• _DOCUMENT EXTRACT_

Can Capitalism Progress?

History as Progress?

Most popular history writing is depicted as a bibliography of the good, the bad and the ugly: a Sergio Leone spaghetti Western. History becomes a series of dictators being defeated by the good. History, it seems, is all a simple matter of evil dictators.

What is this history for? Are historians merely prosecutors for the good and defenders for the bad? Is history a moral tale which states that good wins out and we progress to become better and better people – the Whig conception of history? Is history nothing more than a morality tale of human progress championed by historians such as T. B. Macaulay (HISTORY OF ENGLAND) and G.M. Trevelyan (ENGLISH SOCIAL HISTORY)?

Macaulay divided the world into civilised nations and barbarism, with Britain representing the high point of civilisation. The historian was Horatio at the gate defending Britain from the uneducated and the uncivilised. Trevelyan, writing later, believed parliamentary democracy was the guarantor of social progress.

As E.H. Carr noted of Whig History, in a lecture he gave in 1961:

"In the nineteenth century, British historians with scarcely an exception regarded the course of history as a demonstration of the principle of progress: they expressed the ideology of a society in a condition of remarkably rapid progress" (p.43).

And Carr went on to say:

"The English Whig historians of the nineteenth century attributed the rise of British power and prosperity to the development of political institutions embodying the principles of constitutional liberty" (What is History?, p. 90).

To see how reactionary the Whig Interpretation of history has become, we need look no further than to Michael Gove. In 2013, when Education Secretary, he tried to impose on school children a history curriculum, which had at it core, a narrative of Britain's "greatness". Gove believed that children should learn why Britain has always been an exceptional country and a beacon of hope for the rest of the world.

• _EXERCISE OBJECTIVE_
According to the essay on Whig history, what did Trevelyan believe was the guarantor of social progress? The entries come from a separate source.

• _RECORD LIST_
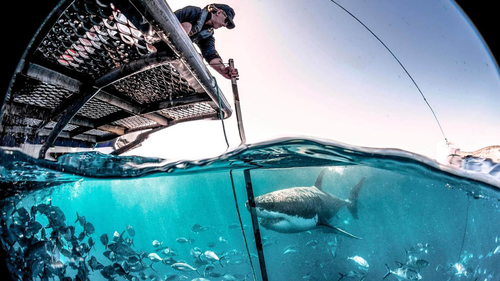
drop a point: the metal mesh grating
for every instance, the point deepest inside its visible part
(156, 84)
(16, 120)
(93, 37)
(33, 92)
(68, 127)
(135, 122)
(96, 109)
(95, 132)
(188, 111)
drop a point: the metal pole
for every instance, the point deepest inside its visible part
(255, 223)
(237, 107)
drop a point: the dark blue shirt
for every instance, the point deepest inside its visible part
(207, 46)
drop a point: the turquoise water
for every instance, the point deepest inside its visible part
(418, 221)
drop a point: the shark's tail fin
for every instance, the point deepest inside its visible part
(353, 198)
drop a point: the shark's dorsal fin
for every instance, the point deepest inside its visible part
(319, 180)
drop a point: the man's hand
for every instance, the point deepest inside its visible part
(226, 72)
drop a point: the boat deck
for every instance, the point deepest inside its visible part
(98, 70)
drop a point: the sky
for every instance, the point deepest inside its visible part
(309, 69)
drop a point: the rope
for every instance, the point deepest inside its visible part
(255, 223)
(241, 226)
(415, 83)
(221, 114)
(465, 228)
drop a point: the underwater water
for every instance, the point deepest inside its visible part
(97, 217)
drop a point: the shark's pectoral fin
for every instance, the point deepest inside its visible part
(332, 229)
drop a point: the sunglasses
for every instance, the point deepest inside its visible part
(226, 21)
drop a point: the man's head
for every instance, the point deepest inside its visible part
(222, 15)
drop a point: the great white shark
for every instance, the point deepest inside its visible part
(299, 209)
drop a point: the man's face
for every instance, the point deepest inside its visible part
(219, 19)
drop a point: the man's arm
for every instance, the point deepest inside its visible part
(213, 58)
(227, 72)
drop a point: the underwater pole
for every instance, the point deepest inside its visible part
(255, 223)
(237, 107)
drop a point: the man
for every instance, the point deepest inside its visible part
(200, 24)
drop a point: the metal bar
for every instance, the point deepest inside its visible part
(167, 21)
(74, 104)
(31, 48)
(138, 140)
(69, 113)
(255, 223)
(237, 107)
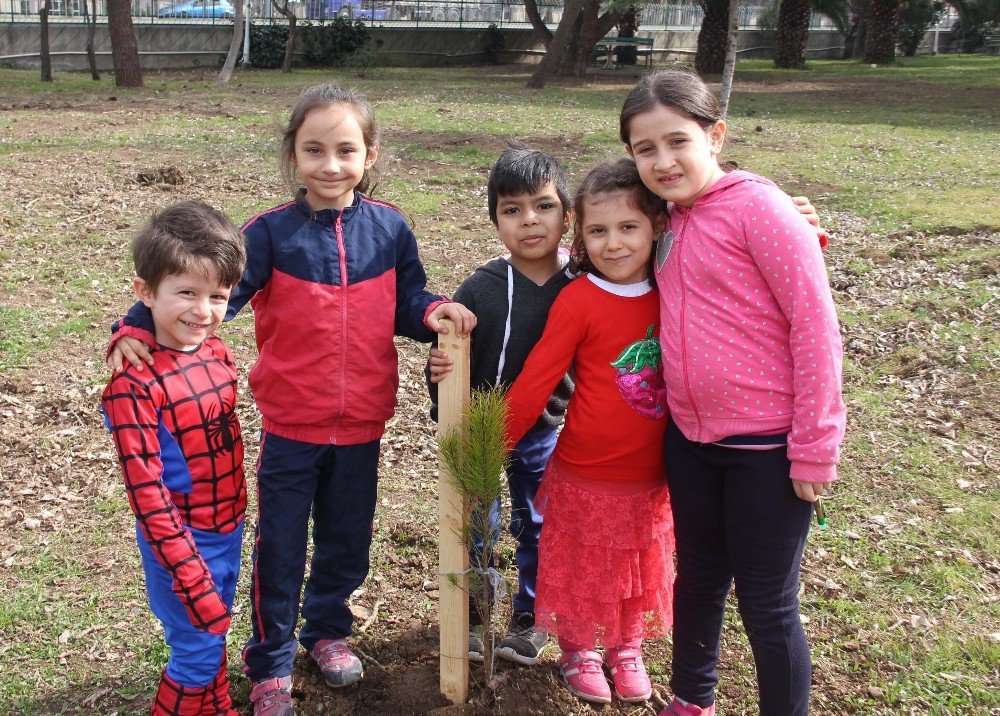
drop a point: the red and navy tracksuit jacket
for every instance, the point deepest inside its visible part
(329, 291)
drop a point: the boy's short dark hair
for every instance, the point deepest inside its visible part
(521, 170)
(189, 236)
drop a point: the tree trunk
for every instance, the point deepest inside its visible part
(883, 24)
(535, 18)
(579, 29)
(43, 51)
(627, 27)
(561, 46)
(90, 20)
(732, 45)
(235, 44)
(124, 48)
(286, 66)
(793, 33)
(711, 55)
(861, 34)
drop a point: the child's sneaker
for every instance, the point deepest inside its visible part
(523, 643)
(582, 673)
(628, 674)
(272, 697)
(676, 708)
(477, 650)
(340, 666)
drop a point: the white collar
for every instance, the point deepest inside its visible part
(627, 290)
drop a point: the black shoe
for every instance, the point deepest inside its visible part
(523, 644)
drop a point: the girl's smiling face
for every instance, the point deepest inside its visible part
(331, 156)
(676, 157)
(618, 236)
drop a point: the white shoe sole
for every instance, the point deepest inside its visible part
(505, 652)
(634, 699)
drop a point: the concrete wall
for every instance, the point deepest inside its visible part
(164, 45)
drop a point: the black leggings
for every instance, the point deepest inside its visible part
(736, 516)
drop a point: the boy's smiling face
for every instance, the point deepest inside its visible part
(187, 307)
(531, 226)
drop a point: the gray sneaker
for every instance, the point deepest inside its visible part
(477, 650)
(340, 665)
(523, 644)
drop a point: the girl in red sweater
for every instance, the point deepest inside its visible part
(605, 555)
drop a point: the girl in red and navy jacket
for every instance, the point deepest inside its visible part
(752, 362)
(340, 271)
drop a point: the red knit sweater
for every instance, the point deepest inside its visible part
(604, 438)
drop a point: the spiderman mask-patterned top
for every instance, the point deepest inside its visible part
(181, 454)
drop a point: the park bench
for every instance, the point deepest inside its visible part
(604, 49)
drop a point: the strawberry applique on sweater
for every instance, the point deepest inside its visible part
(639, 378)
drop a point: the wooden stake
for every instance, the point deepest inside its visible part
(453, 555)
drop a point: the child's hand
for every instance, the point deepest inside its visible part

==

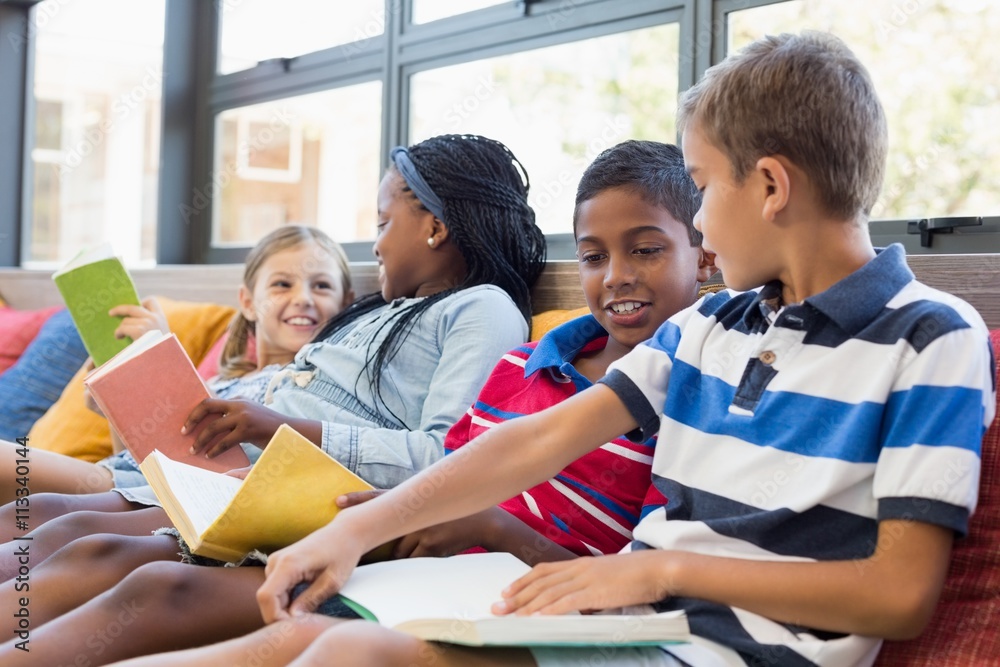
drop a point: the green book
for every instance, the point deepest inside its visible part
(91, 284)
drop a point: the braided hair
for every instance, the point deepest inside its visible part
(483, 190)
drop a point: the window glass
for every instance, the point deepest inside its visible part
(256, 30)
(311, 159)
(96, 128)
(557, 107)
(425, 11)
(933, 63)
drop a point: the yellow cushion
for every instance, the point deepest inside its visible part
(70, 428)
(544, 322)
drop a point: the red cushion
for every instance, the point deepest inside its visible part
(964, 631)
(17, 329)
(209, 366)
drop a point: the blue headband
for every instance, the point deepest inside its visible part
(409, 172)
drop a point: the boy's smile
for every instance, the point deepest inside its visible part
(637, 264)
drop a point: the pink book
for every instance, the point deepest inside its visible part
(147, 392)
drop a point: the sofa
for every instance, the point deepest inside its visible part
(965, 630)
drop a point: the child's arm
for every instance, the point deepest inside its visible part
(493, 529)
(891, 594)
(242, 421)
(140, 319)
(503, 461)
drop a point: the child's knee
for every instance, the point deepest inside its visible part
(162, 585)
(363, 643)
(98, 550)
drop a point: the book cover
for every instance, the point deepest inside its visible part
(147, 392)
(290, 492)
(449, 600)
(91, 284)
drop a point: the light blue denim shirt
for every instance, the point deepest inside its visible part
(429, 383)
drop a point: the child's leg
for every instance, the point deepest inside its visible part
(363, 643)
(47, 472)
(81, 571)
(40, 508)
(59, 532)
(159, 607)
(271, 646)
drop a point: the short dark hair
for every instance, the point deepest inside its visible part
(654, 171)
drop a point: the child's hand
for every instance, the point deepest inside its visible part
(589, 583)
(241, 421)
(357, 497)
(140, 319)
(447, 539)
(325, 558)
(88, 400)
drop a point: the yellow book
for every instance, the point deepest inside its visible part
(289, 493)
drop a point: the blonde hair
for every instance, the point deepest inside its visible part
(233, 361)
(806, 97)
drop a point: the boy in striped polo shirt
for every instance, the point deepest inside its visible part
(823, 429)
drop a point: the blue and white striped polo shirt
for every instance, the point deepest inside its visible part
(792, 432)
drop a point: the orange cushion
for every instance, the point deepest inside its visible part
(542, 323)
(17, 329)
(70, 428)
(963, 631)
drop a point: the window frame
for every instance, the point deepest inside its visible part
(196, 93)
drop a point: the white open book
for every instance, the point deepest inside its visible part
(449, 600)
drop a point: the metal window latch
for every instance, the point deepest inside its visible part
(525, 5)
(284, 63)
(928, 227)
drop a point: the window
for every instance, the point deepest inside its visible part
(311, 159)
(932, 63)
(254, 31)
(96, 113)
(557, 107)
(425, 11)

==

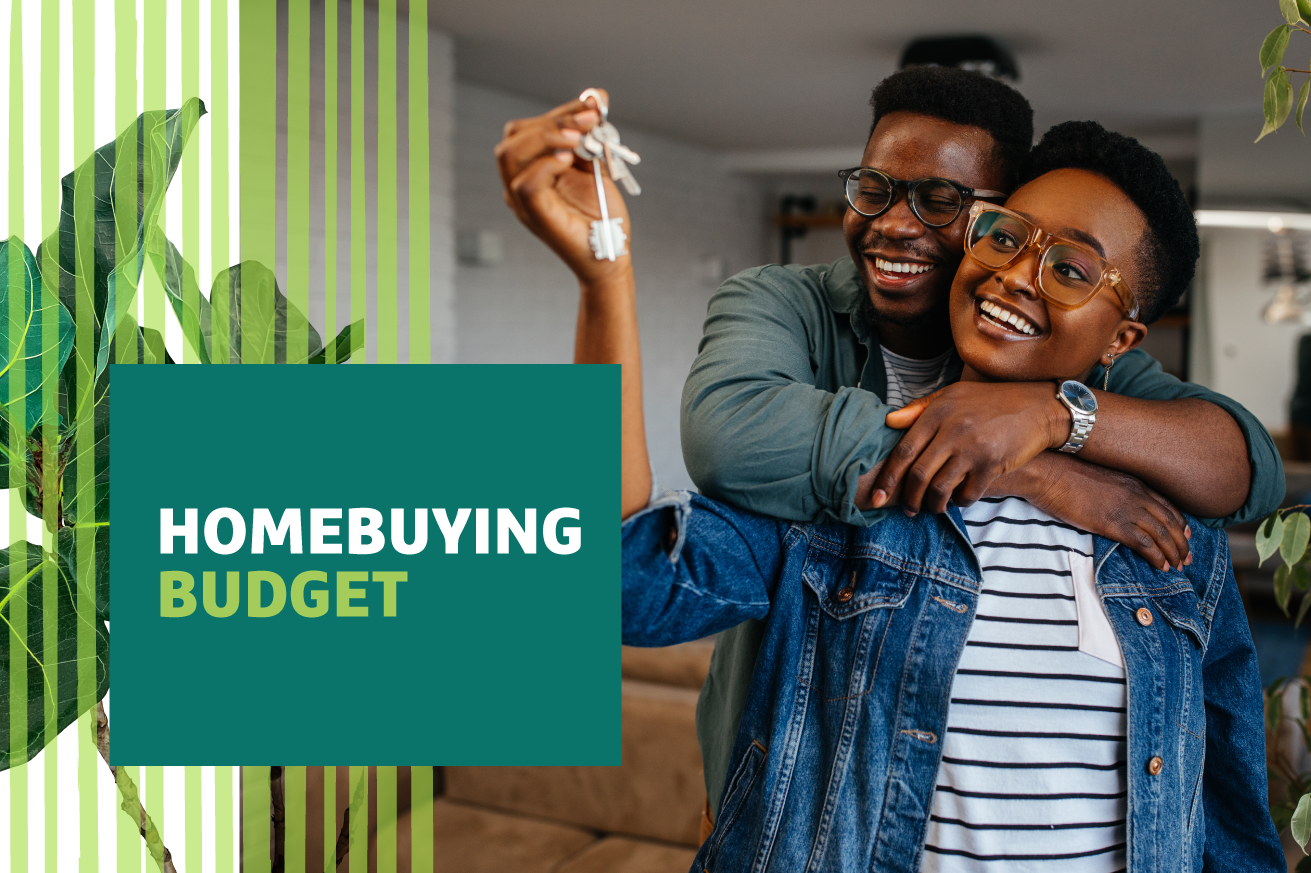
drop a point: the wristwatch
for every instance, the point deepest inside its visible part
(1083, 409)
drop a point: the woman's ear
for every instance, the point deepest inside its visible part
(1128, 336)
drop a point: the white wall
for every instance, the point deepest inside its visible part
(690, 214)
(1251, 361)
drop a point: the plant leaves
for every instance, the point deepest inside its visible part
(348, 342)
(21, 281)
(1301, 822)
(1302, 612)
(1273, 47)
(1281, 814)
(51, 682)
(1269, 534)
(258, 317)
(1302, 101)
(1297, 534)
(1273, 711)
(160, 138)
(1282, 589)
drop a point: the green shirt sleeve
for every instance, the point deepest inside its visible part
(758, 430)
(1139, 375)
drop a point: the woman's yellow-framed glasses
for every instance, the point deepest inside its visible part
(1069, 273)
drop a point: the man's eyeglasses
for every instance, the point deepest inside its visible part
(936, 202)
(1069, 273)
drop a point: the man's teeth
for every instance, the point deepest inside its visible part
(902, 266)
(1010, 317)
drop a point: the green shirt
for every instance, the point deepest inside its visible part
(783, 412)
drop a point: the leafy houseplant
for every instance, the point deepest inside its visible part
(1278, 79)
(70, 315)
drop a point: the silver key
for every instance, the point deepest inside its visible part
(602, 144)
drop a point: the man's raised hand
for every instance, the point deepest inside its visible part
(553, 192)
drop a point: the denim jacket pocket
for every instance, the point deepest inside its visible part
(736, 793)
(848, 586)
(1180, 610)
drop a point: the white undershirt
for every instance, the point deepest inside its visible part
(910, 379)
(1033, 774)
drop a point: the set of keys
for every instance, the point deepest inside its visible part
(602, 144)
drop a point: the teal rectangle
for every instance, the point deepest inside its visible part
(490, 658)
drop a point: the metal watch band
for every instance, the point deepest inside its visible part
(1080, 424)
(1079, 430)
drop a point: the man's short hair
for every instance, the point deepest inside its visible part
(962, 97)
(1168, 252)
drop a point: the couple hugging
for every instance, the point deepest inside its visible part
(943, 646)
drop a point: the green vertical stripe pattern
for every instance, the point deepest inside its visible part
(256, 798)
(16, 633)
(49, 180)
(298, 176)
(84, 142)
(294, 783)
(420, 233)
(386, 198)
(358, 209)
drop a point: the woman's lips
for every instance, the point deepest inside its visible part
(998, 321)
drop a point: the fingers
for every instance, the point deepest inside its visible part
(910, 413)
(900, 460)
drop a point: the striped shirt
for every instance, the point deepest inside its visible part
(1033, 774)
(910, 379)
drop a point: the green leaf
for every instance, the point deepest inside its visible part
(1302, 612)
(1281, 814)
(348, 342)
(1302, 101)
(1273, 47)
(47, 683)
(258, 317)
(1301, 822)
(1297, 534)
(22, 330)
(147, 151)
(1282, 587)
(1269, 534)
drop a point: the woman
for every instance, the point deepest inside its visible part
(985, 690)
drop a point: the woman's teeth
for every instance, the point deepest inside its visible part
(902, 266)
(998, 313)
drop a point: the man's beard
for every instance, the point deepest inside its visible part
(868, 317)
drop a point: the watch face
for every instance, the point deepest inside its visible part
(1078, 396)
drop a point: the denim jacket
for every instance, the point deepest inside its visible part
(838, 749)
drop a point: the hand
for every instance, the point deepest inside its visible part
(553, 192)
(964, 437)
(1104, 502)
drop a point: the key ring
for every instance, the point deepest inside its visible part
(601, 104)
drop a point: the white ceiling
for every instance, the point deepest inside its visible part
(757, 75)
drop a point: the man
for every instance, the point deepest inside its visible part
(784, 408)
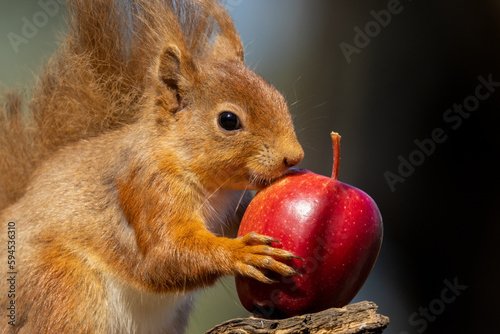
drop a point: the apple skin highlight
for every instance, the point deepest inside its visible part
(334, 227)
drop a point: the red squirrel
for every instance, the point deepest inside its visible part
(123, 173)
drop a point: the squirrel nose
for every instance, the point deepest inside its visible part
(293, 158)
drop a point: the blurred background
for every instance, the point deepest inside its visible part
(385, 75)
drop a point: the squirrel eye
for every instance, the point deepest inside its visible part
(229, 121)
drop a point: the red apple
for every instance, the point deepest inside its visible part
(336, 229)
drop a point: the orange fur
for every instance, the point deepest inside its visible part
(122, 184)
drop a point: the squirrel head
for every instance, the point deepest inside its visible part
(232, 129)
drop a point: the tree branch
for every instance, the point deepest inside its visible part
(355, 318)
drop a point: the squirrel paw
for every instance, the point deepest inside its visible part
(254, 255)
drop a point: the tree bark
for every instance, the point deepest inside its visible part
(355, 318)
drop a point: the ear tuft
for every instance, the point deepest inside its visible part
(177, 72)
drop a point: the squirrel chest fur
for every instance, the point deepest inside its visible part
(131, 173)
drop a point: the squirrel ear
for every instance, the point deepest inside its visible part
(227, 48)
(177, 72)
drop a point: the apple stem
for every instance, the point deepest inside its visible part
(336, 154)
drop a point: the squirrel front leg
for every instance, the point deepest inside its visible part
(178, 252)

• _TASK OUTPUT_
Parliamentary democracy.